Part of a data file:
▶
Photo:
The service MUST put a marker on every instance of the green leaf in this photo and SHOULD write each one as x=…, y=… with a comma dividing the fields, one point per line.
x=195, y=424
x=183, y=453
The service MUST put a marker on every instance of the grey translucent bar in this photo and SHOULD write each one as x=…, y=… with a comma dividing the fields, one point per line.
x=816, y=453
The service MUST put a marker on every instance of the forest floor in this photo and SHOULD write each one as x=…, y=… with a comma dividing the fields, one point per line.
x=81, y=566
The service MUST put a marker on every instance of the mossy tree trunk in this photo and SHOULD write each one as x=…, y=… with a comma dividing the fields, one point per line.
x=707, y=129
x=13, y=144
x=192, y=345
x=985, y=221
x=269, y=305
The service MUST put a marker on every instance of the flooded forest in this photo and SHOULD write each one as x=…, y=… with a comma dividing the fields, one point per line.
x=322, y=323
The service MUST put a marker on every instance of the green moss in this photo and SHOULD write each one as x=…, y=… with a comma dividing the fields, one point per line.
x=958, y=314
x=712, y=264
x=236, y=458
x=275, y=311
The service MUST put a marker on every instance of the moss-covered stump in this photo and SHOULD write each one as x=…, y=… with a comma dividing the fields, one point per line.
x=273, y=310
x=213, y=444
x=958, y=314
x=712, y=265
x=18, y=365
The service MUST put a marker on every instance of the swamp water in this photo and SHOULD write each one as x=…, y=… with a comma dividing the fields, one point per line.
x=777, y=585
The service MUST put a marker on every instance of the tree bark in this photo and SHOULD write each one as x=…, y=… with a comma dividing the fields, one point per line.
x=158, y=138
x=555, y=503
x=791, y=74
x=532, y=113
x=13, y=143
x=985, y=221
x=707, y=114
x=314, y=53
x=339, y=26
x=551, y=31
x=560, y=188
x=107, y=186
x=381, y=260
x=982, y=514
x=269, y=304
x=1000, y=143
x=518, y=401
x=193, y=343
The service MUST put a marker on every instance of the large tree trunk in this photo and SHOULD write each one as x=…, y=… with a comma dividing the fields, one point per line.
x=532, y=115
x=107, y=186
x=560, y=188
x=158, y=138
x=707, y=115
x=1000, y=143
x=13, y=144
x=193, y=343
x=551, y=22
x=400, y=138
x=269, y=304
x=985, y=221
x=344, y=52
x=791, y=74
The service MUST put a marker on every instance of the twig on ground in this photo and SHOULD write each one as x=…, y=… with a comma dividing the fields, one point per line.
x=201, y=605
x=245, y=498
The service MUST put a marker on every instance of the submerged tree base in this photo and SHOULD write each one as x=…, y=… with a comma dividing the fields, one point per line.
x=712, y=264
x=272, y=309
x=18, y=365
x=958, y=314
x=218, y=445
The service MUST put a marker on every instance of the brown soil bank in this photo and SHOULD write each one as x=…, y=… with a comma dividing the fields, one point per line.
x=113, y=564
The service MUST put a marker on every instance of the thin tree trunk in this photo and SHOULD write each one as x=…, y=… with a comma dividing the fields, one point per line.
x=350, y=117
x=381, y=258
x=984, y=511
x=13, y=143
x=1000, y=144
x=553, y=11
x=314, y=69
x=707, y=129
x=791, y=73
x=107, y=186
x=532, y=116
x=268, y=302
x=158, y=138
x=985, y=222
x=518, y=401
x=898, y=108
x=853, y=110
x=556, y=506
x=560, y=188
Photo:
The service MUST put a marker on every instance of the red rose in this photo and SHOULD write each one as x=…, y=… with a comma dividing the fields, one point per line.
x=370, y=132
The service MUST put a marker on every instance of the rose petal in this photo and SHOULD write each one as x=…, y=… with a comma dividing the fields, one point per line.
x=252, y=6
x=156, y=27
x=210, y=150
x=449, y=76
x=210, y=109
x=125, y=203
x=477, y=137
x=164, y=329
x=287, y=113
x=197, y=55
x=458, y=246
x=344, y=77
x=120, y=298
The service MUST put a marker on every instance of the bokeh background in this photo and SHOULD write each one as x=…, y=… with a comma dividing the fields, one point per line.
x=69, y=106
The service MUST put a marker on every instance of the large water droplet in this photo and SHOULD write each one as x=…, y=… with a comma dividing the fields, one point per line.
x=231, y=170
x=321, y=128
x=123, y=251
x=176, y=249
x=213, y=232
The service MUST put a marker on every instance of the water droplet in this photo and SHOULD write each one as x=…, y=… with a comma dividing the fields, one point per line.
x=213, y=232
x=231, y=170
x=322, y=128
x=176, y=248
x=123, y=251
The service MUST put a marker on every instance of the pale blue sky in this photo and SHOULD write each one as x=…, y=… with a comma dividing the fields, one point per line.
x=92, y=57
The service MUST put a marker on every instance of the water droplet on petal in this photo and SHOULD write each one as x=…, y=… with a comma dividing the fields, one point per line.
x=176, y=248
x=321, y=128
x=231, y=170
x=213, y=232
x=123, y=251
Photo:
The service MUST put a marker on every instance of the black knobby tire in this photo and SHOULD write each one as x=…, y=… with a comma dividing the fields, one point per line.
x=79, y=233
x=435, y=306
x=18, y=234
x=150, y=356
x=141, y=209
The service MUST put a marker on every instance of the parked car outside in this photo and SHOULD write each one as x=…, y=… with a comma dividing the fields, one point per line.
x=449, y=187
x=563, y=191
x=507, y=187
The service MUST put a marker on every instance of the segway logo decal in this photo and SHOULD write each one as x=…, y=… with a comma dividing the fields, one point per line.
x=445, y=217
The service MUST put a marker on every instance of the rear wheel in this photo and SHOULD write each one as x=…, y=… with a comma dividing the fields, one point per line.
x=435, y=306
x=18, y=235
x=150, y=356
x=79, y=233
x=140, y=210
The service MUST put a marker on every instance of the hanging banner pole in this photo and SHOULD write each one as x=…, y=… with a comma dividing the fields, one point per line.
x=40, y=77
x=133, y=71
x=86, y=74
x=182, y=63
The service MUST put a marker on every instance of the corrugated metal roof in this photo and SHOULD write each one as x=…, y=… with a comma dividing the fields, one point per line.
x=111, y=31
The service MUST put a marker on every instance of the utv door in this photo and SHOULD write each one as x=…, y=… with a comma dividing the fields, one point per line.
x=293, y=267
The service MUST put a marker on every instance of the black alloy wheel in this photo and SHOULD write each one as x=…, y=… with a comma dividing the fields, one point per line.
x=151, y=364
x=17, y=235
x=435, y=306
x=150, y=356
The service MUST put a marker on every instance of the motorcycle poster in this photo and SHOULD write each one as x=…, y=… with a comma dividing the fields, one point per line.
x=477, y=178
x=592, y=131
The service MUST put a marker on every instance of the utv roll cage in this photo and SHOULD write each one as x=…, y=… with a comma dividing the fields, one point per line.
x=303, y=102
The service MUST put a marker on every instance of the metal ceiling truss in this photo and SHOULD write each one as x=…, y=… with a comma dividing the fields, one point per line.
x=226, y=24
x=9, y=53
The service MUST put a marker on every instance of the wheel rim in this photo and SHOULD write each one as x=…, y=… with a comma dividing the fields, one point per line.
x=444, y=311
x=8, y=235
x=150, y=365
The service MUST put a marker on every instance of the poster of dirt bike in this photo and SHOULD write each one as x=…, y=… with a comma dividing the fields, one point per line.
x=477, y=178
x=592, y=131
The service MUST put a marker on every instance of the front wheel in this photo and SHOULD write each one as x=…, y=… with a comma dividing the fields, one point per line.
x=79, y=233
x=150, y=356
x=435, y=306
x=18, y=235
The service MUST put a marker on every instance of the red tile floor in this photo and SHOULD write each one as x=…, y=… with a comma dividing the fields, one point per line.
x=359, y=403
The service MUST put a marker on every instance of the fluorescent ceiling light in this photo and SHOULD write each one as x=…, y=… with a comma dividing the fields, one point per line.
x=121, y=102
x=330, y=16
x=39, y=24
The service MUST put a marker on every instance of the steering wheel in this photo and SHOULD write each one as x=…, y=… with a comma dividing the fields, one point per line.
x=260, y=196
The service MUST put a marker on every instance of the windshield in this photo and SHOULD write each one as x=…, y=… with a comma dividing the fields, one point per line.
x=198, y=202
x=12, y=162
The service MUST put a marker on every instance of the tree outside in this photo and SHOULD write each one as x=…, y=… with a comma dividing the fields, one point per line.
◀
Format everything in the listing from the line containing "the red tile" down to the line containing "x=359, y=403" as a Markdown table, giving each nonblank line its own row. Put a running row number in a column headed No. and the line itself in a column headed Text.

| No. | Text |
|---|---|
| 1 | The service MUST put a marker on every instance of the red tile floor in this photo and SHOULD write each one as x=…, y=… with a comma dividing the fields, one point per line. |
| 2 | x=359, y=403 |